— YOUR INSTRUCTIONS —
Reproduce the lines from the one containing "Phrase: tiled floor" through the end of the material, with "bandana" replaced by "neckerchief" and everything else left unchanged.

_ _ _

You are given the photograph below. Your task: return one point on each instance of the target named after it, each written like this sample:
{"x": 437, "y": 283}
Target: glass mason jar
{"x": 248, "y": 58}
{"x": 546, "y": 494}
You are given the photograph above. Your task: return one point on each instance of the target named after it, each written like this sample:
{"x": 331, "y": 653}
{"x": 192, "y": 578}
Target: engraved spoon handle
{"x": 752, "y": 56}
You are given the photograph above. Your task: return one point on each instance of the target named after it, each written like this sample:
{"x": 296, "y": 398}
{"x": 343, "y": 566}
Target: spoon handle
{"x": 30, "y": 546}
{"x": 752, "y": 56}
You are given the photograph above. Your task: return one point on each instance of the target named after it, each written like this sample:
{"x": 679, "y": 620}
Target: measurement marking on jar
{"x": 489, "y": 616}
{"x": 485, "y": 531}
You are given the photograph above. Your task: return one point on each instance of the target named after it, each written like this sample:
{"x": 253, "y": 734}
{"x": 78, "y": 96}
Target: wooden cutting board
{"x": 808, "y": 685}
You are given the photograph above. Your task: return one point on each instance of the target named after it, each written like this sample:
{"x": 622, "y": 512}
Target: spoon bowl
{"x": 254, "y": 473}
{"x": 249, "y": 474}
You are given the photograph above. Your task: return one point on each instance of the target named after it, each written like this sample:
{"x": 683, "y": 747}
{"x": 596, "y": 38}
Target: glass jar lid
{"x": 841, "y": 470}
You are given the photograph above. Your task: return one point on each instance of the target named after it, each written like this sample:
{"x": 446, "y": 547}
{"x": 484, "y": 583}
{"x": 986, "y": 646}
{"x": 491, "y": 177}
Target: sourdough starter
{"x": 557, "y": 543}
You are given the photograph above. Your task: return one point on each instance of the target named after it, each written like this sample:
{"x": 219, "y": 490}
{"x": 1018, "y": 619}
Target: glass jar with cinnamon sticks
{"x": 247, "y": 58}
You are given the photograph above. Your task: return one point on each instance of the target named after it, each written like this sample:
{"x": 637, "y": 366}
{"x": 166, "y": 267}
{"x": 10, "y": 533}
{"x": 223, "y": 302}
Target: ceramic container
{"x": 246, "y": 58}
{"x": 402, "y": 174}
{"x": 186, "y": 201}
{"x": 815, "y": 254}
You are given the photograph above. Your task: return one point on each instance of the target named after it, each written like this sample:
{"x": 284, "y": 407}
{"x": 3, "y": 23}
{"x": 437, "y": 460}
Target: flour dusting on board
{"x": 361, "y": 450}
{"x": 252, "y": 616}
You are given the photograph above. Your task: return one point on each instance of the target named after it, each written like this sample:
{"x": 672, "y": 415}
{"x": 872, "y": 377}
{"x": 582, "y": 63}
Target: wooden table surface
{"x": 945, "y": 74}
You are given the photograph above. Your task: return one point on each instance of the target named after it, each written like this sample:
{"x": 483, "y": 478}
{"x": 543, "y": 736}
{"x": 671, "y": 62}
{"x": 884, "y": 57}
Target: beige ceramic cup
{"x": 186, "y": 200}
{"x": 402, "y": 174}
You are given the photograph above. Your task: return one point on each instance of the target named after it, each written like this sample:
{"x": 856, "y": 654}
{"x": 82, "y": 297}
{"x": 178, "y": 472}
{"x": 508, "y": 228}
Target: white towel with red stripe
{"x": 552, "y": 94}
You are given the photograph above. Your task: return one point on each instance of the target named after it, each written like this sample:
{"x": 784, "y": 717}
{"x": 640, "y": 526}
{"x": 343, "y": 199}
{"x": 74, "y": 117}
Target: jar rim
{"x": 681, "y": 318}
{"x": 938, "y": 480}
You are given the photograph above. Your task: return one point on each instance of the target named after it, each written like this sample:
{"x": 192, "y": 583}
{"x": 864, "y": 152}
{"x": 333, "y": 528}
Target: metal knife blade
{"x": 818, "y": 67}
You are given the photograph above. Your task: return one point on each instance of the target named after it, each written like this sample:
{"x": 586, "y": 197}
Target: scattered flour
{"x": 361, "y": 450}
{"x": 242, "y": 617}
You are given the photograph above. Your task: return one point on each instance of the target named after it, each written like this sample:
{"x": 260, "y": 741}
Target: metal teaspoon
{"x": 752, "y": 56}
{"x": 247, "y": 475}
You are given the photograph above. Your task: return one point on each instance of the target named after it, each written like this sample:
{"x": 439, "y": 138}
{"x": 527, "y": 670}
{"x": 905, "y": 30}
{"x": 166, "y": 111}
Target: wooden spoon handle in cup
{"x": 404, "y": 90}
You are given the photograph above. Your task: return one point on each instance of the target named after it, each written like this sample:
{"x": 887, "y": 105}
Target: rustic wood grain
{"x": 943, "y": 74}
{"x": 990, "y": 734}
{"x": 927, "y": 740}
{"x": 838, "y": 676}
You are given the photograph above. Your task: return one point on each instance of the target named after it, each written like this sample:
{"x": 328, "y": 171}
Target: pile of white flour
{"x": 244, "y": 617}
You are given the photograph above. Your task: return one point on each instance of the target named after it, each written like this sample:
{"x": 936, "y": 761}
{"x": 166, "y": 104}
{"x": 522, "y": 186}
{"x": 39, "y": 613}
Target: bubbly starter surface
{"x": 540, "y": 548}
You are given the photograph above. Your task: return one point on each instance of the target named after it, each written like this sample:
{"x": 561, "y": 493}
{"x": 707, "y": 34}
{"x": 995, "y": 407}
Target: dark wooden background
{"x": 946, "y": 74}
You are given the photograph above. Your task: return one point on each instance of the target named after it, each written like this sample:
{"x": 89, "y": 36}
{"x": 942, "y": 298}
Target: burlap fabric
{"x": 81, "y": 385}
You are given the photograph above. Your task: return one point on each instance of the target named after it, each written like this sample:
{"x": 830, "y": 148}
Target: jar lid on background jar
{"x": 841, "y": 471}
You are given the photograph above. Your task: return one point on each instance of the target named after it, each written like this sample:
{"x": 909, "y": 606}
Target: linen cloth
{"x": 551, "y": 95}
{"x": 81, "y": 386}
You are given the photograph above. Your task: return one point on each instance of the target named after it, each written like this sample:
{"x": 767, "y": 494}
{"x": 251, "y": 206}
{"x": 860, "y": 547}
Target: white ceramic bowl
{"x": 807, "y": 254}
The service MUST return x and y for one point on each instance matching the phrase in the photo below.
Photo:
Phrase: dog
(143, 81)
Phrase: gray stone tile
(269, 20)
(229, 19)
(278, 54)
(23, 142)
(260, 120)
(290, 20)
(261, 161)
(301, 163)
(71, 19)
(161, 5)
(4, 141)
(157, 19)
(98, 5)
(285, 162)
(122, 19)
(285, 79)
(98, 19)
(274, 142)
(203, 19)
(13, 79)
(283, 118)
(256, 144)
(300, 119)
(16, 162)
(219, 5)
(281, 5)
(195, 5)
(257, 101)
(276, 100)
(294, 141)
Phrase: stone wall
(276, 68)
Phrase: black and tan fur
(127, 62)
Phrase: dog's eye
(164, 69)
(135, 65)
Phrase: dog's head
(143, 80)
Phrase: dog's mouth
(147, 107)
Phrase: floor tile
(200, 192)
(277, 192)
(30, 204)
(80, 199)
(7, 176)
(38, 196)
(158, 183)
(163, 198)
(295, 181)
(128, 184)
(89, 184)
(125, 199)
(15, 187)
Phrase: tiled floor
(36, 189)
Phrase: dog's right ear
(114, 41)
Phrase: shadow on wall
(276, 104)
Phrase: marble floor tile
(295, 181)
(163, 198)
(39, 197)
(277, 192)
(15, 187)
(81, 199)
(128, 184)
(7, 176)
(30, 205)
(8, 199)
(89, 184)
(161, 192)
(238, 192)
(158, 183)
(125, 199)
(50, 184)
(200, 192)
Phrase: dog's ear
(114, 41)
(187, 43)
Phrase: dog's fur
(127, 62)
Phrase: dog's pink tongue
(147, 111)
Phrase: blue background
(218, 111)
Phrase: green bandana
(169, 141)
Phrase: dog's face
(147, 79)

_ _ _

— COMPLETED TASK —
Phrase: tiled floor
(36, 189)
Phrase: dog's right ear
(114, 41)
Phrase: shadow on wall
(276, 104)
Phrase: marble floor tile
(295, 181)
(163, 198)
(39, 197)
(277, 192)
(15, 187)
(81, 199)
(128, 184)
(7, 176)
(30, 205)
(8, 199)
(89, 184)
(161, 192)
(238, 192)
(158, 183)
(125, 199)
(50, 184)
(200, 192)
Phrase: dog's ear
(114, 41)
(187, 43)
Phrase: dog's fur
(127, 62)
Phrase: dog's pink tongue
(147, 111)
Phrase: blue background
(218, 111)
Phrase: green neckerchief
(169, 141)
Phrase: dog's face
(147, 79)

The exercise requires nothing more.